[Stored records]

※

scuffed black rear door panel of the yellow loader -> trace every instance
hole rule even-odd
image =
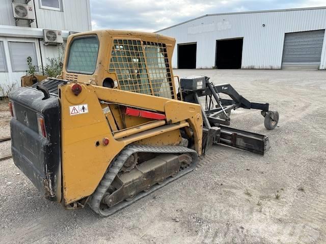
[[[56,88],[58,90],[58,88]],[[58,96],[20,87],[8,95],[16,118],[10,121],[11,150],[15,165],[46,198],[61,201],[60,106]],[[42,115],[47,137],[39,133]]]

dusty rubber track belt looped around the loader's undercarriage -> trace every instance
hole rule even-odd
[[[112,207],[108,207],[105,209],[100,208],[101,200],[106,193],[107,189],[112,184],[114,178],[119,173],[120,169],[124,165],[125,161],[128,159],[130,155],[133,153],[160,153],[160,154],[191,154],[193,160],[189,167],[180,171],[175,177],[167,178],[162,184],[155,184],[151,187],[148,192],[141,192],[137,194],[131,201],[122,201]],[[96,188],[95,192],[92,194],[90,201],[88,204],[91,208],[99,214],[101,217],[110,216],[114,214],[116,211],[132,204],[133,202],[149,195],[155,190],[167,185],[171,181],[181,177],[182,175],[191,172],[195,169],[196,163],[198,161],[198,154],[195,150],[189,149],[183,146],[147,146],[147,145],[128,145],[125,147],[121,153],[116,157],[114,162],[111,163],[111,166],[108,168],[106,173],[104,174],[100,184]]]

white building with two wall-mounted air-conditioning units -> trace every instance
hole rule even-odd
[[[43,29],[55,31],[63,43],[44,45]],[[20,77],[28,70],[27,57],[32,57],[33,65],[43,66],[47,57],[58,56],[69,32],[90,30],[89,0],[1,0],[0,97],[20,86]],[[51,39],[53,32],[48,34]]]

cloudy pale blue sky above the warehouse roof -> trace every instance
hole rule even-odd
[[[326,6],[325,0],[90,0],[92,29],[154,32],[205,14]]]

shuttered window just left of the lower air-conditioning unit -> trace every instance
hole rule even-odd
[[[32,65],[38,71],[37,55],[34,42],[8,42],[11,68],[13,72],[26,72],[29,70],[27,58],[32,58]]]

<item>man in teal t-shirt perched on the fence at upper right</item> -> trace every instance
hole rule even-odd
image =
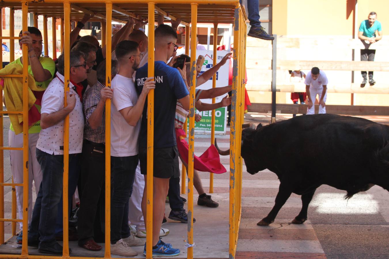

※

Reproduce the data above line for line, excluding every picture.

scuffed black rear door panel of the yellow loader -> trace every instance
hole rule even-odd
image =
[[[56,88],[58,90],[58,88]],[[58,96],[20,87],[8,95],[16,118],[10,121],[11,150],[15,165],[46,198],[61,201],[60,106]],[[42,115],[47,137],[39,133]]]

dusty rubber track belt looped around the loader's undercarriage -> trace every instance
hole rule even-odd
[[[112,207],[108,207],[105,209],[100,208],[101,200],[106,193],[107,189],[112,184],[114,178],[119,173],[120,169],[124,165],[125,161],[128,159],[130,155],[133,153],[160,153],[160,154],[191,154],[193,160],[189,167],[180,171],[175,177],[167,178],[162,184],[155,184],[151,187],[148,192],[141,192],[137,194],[131,201],[122,201]],[[96,188],[95,192],[92,194],[90,201],[88,204],[91,208],[99,214],[101,217],[110,216],[114,214],[116,211],[132,204],[133,202],[149,195],[155,190],[167,185],[171,181],[181,177],[182,175],[191,172],[195,169],[196,163],[198,161],[198,154],[195,150],[189,149],[183,146],[147,146],[147,145],[128,145],[125,147],[121,153],[116,157],[114,162],[111,163],[111,166],[108,168],[106,173],[104,174],[100,184]]]

white building with two wall-mounted air-conditioning units -> trace every instance
hole rule even-odd
[[[43,29],[55,31],[63,43],[44,45]],[[20,77],[28,70],[27,57],[32,57],[33,65],[43,66],[47,57],[58,56],[69,32],[90,30],[89,0],[1,0],[0,97],[20,86]],[[51,39],[53,32],[48,34]]]

cloudy pale blue sky above the warehouse roof -> trace every instance
hole rule even-odd
[[[326,6],[325,0],[90,0],[92,29],[154,32],[205,14]]]

shuttered window just left of the lower air-conditioning unit -> trace every instance
hole rule even-odd
[[[32,65],[38,71],[37,55],[34,42],[8,42],[11,68],[13,72],[26,72],[29,70],[27,58],[32,58]]]

<item>man in teal t-shirt perched on the fence at upper right</item> -> trace every instance
hole rule even-odd
image =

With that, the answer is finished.